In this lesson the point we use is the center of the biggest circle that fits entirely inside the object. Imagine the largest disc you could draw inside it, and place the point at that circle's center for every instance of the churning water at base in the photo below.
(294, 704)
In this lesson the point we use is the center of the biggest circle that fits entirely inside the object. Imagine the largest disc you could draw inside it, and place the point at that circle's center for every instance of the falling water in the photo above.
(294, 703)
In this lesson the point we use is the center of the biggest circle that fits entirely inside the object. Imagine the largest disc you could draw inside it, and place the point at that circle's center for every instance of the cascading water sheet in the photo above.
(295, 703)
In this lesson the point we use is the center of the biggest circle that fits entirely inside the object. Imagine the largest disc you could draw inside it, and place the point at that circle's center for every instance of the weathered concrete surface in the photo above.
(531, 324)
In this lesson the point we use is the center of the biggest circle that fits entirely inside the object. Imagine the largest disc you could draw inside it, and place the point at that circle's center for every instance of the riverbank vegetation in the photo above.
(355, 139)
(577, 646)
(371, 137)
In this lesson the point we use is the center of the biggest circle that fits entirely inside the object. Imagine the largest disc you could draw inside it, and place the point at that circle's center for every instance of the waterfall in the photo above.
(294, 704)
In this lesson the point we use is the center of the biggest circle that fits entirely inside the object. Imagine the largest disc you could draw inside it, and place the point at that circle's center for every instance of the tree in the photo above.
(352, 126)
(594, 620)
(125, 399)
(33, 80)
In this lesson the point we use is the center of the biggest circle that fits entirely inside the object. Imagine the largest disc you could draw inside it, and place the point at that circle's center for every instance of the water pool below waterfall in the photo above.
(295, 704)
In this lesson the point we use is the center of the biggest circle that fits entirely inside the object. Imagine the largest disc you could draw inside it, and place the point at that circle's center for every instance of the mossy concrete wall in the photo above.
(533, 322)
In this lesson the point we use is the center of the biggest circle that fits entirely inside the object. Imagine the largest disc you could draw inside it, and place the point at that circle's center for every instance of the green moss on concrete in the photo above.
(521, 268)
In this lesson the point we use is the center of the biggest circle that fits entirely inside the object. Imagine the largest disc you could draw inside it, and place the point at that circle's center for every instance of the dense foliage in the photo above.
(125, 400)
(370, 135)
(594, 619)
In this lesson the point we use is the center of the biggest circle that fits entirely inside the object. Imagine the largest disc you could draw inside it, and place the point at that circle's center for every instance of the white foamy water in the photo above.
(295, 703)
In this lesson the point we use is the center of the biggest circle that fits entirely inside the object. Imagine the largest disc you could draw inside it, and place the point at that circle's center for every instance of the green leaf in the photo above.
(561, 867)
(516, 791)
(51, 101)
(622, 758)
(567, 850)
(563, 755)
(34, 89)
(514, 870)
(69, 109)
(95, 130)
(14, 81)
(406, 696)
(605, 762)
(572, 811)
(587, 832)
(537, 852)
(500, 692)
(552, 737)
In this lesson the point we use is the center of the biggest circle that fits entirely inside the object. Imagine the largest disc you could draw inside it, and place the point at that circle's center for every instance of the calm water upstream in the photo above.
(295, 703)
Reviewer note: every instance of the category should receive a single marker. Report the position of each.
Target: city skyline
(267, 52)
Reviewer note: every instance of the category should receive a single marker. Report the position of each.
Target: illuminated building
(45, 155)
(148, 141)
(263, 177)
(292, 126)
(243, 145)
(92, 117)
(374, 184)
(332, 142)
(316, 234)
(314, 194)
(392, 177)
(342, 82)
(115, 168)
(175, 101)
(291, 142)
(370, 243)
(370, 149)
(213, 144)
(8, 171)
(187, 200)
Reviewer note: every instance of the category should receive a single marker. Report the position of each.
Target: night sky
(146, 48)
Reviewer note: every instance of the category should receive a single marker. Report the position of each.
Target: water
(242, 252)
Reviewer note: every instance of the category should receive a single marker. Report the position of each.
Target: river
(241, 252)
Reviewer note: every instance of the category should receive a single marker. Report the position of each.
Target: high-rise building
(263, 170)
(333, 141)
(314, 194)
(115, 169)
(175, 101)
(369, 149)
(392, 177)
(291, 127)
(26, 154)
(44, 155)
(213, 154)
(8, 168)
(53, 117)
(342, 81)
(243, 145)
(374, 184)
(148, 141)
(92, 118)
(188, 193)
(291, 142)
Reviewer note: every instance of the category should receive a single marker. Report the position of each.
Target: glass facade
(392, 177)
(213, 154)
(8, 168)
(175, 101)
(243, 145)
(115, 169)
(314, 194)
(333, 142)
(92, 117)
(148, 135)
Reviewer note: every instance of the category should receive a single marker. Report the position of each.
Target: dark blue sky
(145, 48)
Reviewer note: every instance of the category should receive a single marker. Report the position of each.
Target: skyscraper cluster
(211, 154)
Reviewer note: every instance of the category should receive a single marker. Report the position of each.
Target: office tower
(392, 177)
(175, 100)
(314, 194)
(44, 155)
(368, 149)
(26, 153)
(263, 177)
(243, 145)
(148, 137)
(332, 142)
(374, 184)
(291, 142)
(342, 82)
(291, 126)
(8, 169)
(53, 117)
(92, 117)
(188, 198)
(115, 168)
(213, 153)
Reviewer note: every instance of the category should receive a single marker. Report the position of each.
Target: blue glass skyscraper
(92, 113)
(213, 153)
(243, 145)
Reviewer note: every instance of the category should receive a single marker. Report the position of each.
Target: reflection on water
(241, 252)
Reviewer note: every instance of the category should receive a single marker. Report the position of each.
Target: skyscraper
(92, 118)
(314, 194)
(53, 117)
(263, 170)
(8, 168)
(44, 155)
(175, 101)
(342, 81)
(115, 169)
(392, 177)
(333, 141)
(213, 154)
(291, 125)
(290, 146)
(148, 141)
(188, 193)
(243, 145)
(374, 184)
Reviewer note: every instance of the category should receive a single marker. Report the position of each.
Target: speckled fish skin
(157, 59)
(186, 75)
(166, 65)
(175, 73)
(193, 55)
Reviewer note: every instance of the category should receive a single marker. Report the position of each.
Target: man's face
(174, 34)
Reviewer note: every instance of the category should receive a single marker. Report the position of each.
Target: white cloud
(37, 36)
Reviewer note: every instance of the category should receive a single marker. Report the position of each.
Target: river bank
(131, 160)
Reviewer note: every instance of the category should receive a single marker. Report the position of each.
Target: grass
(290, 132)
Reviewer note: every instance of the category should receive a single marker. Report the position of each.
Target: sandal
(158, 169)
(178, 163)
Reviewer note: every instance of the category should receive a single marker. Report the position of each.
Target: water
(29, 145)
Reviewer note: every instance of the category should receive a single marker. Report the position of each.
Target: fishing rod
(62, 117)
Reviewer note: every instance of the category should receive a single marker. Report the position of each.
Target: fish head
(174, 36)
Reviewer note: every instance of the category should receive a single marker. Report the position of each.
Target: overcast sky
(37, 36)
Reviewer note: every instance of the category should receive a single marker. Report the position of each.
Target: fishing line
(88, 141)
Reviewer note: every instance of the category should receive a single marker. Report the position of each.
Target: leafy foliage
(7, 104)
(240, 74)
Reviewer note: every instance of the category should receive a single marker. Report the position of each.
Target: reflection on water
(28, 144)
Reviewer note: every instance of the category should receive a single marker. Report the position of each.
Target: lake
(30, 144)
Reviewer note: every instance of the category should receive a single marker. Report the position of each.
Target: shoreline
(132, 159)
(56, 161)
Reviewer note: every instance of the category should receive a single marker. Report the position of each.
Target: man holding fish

## PROBLEM TO SOLVE
The required response is a complete, exact copy of the records.

## ANSWER SPACE
In this lesson the point we use is the center of the biggest circle that fits entirely inside the object. Imagine the largest disc you could draw inside it, and place the point at that circle's center for every instance of the churning water at base in the photo below.
(294, 704)
In this lesson the point we use is the center of the biggest circle that fits entirely inside the object. Imagine the largest disc you could draw inside it, and place the point at that circle's center for every instance of the falling water in the photo above.
(294, 703)
In this lesson the point we use is the center of the biggest circle that fits entirely inside the object. Imagine the largest disc you could draw inside it, and place the point at that circle's center for every instance of the cascading water sheet in the photo above.
(295, 703)
In this lesson the point we use is the center of the biggest circle that fits entirely inside the object. Imagine the largest disc you could draw inside it, and place the point at that circle's center for every instance of the weathered concrete surface in the photo above.
(531, 324)
In this lesson the point we use is the center of the biggest circle that fits entirely inside the object. Imagine the largest disc you could draw inside it, and place the point at that circle's center for every instance of the riverbank vegetation in the photo above.
(355, 139)
(577, 646)
(371, 137)
In this lesson the point we use is the center of the biggest circle that fits entirely inside the object. Imagine the largest disc you could draw inside it, and place the point at that circle's center for every instance of the waterfall in the photo above.
(294, 704)
In this lesson the point we use is the center of the biggest circle that fits entirely inside the object. Imagine the largest disc you could draw inside it, and place the point at that circle's center for every instance of the tree in the photo above.
(352, 126)
(594, 620)
(125, 399)
(33, 80)
In this lesson the point we use is the center of the biggest circle that fits entirely inside the object. Imagine the largest disc you could draw inside it, and place the point at that circle's center for every instance of the water pool below waterfall in the photo above.
(295, 704)
In this lesson the point we use is the center of the biggest circle that fits entirely inside the object. Imagine the largest disc you could draw inside it, and place the point at that circle's center for every instance of the mossy concrete wall in the photo above.
(533, 322)
In this lesson the point we use is the center of the biggest circle that fits entirely inside the object. Imagine the largest disc you could draw inside it, and place the point at that circle's center for every instance of the green moss on concrete in the photo above.
(521, 268)
In this lesson the point we use is the center of the biggest circle that fits entirely inside the object. Imagine the largest disc you could draw inside it, and place the point at that circle's center for every instance of the dense foliage in the photo above.
(125, 400)
(370, 135)
(594, 619)
In this lesson the point we use is the center of the biggest circle that fits entirely inside the object. Imagine the largest disc you could draw inside it, and place the point at that circle's center for every instance of the white foamy water in the photo above.
(295, 703)
In this lesson the point we use is the center of the biggest circle that fits entirely inside the object. Imagine the largest disc you could draw inside it, and place the point at that circle's center for every instance of the green leaf in the photo above.
(561, 867)
(516, 791)
(51, 101)
(622, 758)
(567, 850)
(563, 755)
(34, 89)
(514, 870)
(69, 109)
(95, 130)
(14, 81)
(406, 696)
(605, 762)
(572, 811)
(587, 832)
(537, 852)
(500, 692)
(552, 737)
In this lesson the point we use is the center of the biggest circle that fits entirely inside the object. Imagine the largest disc you could draw inside it, and place the point at that circle's center for every instance of the calm water upstream in the photo above.
(295, 703)
Reviewer note: every instance of the category should receive a single marker. Report the position of each.
Target: city skyline
(267, 52)
Reviewer note: every instance of the category should receive a single marker. Report the position of each.
Target: illuminated building
(45, 155)
(148, 141)
(263, 177)
(292, 126)
(243, 145)
(92, 117)
(374, 184)
(332, 142)
(316, 234)
(314, 194)
(392, 177)
(342, 82)
(115, 168)
(175, 101)
(291, 142)
(370, 243)
(370, 149)
(213, 144)
(8, 171)
(187, 200)
Reviewer note: every instance of the category should receive a single marker. Report the position of each.
Target: night sky
(146, 48)
Reviewer note: every instance of the category should receive a single marker. Report the position of each.
Target: water
(242, 252)
Reviewer note: every instance of the category should receive a single marker. Report the position of each.
Target: river
(241, 252)
Reviewer note: every instance of the category should receive a single marker. Report the position of each.
Target: high-rise building
(263, 170)
(333, 141)
(314, 194)
(115, 169)
(175, 101)
(369, 149)
(392, 177)
(291, 127)
(26, 154)
(44, 155)
(213, 154)
(8, 168)
(53, 117)
(342, 81)
(243, 145)
(374, 184)
(148, 141)
(92, 118)
(188, 193)
(291, 142)
Reviewer note: every instance of the category should receive a single marker. Report the position of each.
Target: glass facade
(392, 177)
(213, 154)
(8, 168)
(175, 101)
(243, 145)
(115, 169)
(314, 194)
(333, 142)
(92, 117)
(148, 135)
Reviewer note: every instance of the category should receive a single marker. Report the position of each.
Target: dark blue sky
(145, 48)
Reviewer note: every instance of the category should receive a single marker. Report the position of each.
Target: skyscraper cluster
(211, 154)
Reviewer note: every instance of the category should receive a single marker. Report the position of each.
Target: office tower
(392, 177)
(175, 100)
(314, 194)
(44, 155)
(368, 149)
(26, 153)
(263, 177)
(243, 145)
(148, 137)
(332, 142)
(374, 184)
(291, 142)
(342, 82)
(291, 126)
(8, 169)
(53, 117)
(92, 117)
(188, 198)
(115, 168)
(213, 153)
Reviewer note: every instance of the category should receive a single marker. Report the position of each.
Target: blue glass skyscraper
(92, 113)
(213, 153)
(243, 145)
Reviewer note: every instance of the category should receive a single marker. Report the position of each.
Target: reflection on water
(241, 252)
Reviewer note: every instance of the category should receive a single marker. Report the position of each.
Target: skyscraper
(92, 118)
(314, 194)
(53, 117)
(263, 170)
(8, 168)
(44, 155)
(175, 101)
(342, 81)
(115, 169)
(392, 177)
(333, 141)
(213, 154)
(291, 125)
(290, 146)
(148, 141)
(188, 193)
(243, 145)
(374, 184)
Reviewer note: every instance of the category should receive a single marker. Report the position of each.
Target: speckled fish skin
(157, 59)
(186, 75)
(166, 65)
(175, 73)
(193, 55)
Reviewer note: every instance of the category should receive a single marker. Report the position of each.
Target: man's face
(174, 34)
Reviewer note: every instance of the category should receive a single marker. Report the position of each.
Target: white cloud
(37, 36)
Reviewer note: every instance of the category should receive a single marker. Report the position of each.
Target: river bank
(131, 160)
Reviewer note: every instance of the category should receive a single marker. Report the position of each.
Target: grass
(290, 132)
Reviewer note: every instance of the category should receive a single marker. Report the position of each.
Target: sandal
(158, 169)
(178, 163)
Reviewer note: every instance of the category should receive a single marker. Report the position of each.
Target: water
(29, 145)
Reviewer note: every instance of the category should receive a single marker. Report the position of each.
Target: fishing rod
(62, 117)
Reviewer note: every instance of the category should receive a single marker. Report the position of each.
Target: fish head
(174, 36)
Reviewer note: every instance of the category should receive a single marker. Report the position of each.
Target: overcast sky
(37, 36)
Reviewer note: every instance of the category should receive a single marker. Report the position of each.
Target: fishing line
(88, 141)
Reviewer note: every instance of the category should receive a single marker. Report the position of each.
Target: leafy foliage
(7, 104)
(240, 74)
Reviewer note: every instance of the category should receive a single marker. Report the position of each.
Target: reflection on water
(28, 144)
Reviewer note: every instance of the category should receive a single marker. Report the position of each.
Target: lake
(30, 144)
Reviewer note: every instance of the category should receive a single marker. Report the position of each.
Target: shoreline
(132, 159)
(56, 161)
Reviewer note: every instance of the category should receive a single marker. Report the position of each.
Target: man holding fish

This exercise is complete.